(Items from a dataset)
────────────────────────────────────────

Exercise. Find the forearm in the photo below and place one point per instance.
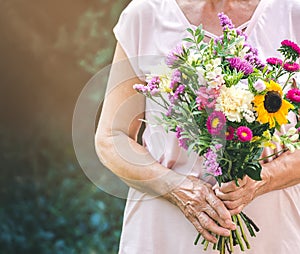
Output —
(280, 173)
(134, 165)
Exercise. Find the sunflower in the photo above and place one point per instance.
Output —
(271, 107)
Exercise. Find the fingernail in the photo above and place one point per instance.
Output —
(230, 224)
(227, 233)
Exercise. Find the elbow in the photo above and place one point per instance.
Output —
(103, 147)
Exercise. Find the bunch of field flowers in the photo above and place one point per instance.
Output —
(225, 104)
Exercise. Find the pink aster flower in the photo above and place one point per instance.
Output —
(225, 21)
(181, 141)
(229, 134)
(215, 123)
(291, 45)
(211, 163)
(274, 61)
(244, 134)
(241, 65)
(293, 95)
(291, 67)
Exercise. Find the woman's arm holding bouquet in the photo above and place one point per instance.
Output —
(280, 173)
(118, 149)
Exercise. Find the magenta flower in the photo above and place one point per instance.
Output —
(211, 163)
(293, 95)
(206, 97)
(181, 141)
(291, 67)
(225, 21)
(241, 65)
(244, 134)
(215, 123)
(292, 45)
(274, 61)
(229, 134)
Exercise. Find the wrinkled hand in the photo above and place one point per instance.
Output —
(202, 208)
(237, 197)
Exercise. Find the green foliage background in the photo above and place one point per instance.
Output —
(49, 50)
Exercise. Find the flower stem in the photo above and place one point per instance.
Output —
(197, 239)
(239, 240)
(242, 231)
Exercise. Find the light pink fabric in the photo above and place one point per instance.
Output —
(153, 225)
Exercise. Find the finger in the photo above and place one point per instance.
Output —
(231, 186)
(221, 215)
(210, 225)
(231, 205)
(237, 210)
(230, 196)
(204, 232)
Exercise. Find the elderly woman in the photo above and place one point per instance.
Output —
(169, 201)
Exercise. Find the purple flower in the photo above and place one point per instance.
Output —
(241, 65)
(215, 123)
(181, 141)
(259, 85)
(211, 163)
(225, 21)
(173, 56)
(244, 134)
(292, 45)
(274, 61)
(291, 67)
(206, 98)
(229, 133)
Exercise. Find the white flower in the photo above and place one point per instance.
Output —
(276, 138)
(194, 57)
(233, 102)
(201, 73)
(291, 131)
(260, 85)
(249, 116)
(291, 147)
(294, 138)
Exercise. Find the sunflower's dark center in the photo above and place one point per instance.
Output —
(273, 101)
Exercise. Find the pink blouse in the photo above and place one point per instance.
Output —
(147, 30)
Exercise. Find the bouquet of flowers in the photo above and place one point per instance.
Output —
(226, 105)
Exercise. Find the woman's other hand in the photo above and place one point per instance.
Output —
(237, 197)
(202, 208)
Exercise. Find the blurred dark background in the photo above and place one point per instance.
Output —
(49, 50)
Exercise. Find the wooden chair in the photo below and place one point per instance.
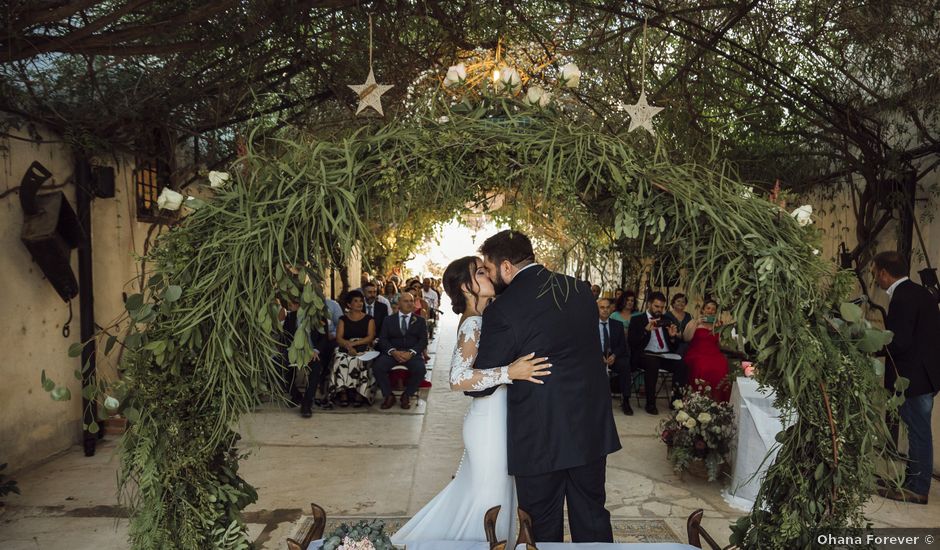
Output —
(525, 531)
(489, 527)
(697, 533)
(311, 528)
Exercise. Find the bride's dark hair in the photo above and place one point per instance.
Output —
(459, 273)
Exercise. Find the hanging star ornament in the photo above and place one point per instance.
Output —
(370, 93)
(641, 114)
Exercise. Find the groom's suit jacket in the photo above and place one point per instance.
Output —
(567, 421)
(915, 321)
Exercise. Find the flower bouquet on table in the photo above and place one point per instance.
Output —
(699, 432)
(365, 535)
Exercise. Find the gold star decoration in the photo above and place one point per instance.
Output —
(370, 93)
(641, 114)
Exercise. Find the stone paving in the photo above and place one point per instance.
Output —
(367, 462)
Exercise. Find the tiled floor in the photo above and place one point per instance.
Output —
(367, 462)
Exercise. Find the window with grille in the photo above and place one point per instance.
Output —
(150, 177)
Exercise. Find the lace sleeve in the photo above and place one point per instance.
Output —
(463, 377)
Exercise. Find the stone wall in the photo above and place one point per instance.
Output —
(32, 426)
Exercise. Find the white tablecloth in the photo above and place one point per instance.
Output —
(758, 423)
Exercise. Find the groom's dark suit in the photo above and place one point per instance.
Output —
(560, 432)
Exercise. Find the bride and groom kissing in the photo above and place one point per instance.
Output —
(540, 425)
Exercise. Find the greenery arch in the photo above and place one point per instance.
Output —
(197, 355)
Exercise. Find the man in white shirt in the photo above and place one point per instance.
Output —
(652, 340)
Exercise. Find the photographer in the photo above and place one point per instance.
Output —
(653, 341)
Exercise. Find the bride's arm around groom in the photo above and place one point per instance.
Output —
(559, 432)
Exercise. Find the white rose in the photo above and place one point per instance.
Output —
(509, 78)
(218, 179)
(803, 215)
(571, 75)
(169, 199)
(455, 74)
(538, 96)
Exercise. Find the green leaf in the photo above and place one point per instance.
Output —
(878, 367)
(61, 394)
(133, 340)
(134, 302)
(89, 392)
(850, 312)
(173, 293)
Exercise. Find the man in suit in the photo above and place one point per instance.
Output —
(614, 351)
(559, 432)
(402, 340)
(914, 319)
(650, 338)
(373, 306)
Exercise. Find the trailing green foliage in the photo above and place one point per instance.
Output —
(199, 352)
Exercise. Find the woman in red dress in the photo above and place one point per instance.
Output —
(708, 367)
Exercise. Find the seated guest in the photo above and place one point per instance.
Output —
(373, 307)
(350, 377)
(615, 353)
(624, 308)
(402, 341)
(390, 293)
(680, 317)
(651, 337)
(708, 367)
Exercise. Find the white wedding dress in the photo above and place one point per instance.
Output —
(482, 479)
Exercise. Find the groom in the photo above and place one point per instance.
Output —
(560, 432)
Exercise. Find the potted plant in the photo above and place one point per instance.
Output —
(698, 434)
(365, 535)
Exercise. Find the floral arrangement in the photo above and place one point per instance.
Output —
(365, 535)
(699, 428)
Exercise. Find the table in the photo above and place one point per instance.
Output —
(758, 423)
(472, 545)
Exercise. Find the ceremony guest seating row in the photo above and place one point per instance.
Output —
(311, 528)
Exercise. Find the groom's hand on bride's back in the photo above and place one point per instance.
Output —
(529, 368)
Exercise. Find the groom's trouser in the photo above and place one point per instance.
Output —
(543, 497)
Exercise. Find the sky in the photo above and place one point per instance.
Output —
(453, 240)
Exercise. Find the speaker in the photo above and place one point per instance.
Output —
(50, 231)
(104, 181)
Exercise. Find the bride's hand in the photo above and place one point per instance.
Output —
(529, 368)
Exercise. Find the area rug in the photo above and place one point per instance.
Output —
(625, 530)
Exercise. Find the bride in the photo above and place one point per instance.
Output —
(482, 479)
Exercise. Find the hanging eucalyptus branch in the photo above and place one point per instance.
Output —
(199, 354)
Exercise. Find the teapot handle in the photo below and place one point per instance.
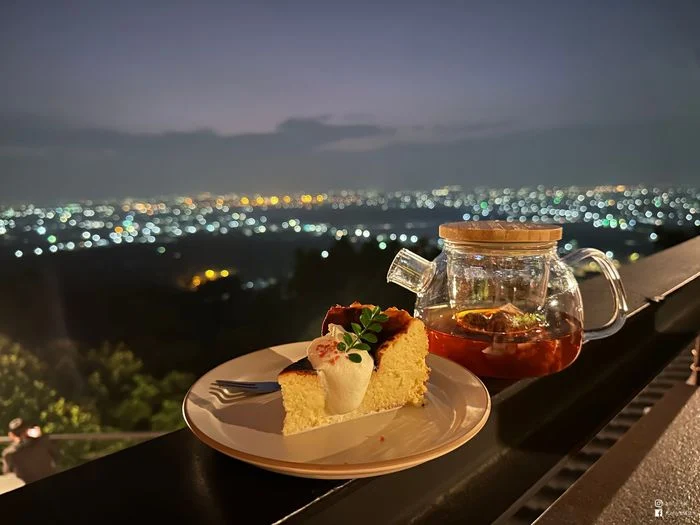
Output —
(618, 292)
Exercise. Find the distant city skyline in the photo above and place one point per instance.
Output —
(117, 99)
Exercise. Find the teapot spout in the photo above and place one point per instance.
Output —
(411, 271)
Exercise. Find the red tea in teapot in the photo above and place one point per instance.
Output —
(504, 342)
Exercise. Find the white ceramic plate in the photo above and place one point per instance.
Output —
(249, 429)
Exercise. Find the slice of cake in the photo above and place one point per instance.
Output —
(365, 361)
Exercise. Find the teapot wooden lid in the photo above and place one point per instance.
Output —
(499, 231)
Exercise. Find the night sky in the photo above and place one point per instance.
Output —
(103, 99)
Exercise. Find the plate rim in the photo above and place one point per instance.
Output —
(354, 469)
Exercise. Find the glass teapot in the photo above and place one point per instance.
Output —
(500, 301)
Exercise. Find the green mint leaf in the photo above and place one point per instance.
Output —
(369, 337)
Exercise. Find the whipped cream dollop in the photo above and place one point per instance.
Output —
(345, 382)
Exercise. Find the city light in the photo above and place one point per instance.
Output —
(88, 225)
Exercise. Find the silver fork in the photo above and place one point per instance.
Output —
(248, 387)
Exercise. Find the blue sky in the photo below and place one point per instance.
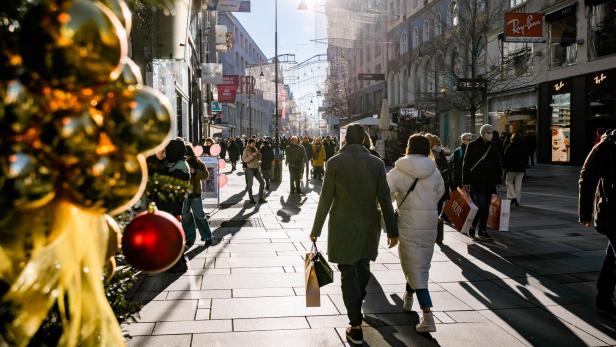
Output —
(296, 29)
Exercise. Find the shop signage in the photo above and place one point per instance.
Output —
(227, 91)
(524, 27)
(466, 84)
(229, 5)
(371, 77)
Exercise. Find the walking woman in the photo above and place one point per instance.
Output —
(417, 186)
(516, 162)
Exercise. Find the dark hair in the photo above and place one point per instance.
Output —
(355, 134)
(418, 144)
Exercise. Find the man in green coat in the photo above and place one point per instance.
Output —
(354, 181)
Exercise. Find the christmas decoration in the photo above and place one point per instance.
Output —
(75, 123)
(153, 241)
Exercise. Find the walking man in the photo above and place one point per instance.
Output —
(251, 157)
(598, 199)
(354, 181)
(481, 171)
(296, 157)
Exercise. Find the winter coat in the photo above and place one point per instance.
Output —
(234, 151)
(516, 157)
(267, 157)
(318, 155)
(251, 157)
(482, 174)
(354, 182)
(455, 167)
(597, 186)
(296, 156)
(417, 222)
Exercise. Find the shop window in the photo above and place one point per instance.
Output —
(601, 16)
(561, 127)
(562, 29)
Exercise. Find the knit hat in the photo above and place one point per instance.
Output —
(486, 128)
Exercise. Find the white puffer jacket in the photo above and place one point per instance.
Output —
(418, 214)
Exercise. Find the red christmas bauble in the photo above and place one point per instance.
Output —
(153, 241)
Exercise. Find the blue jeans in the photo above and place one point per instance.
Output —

────────────────────────────────────────

With "background" as the search string, filter the records and return each line that has it.

Exercise. Find the green foliage background in the photo above and place one point per instance.
Exercise. Find the blurred dark background in the photo above and place one point per instance.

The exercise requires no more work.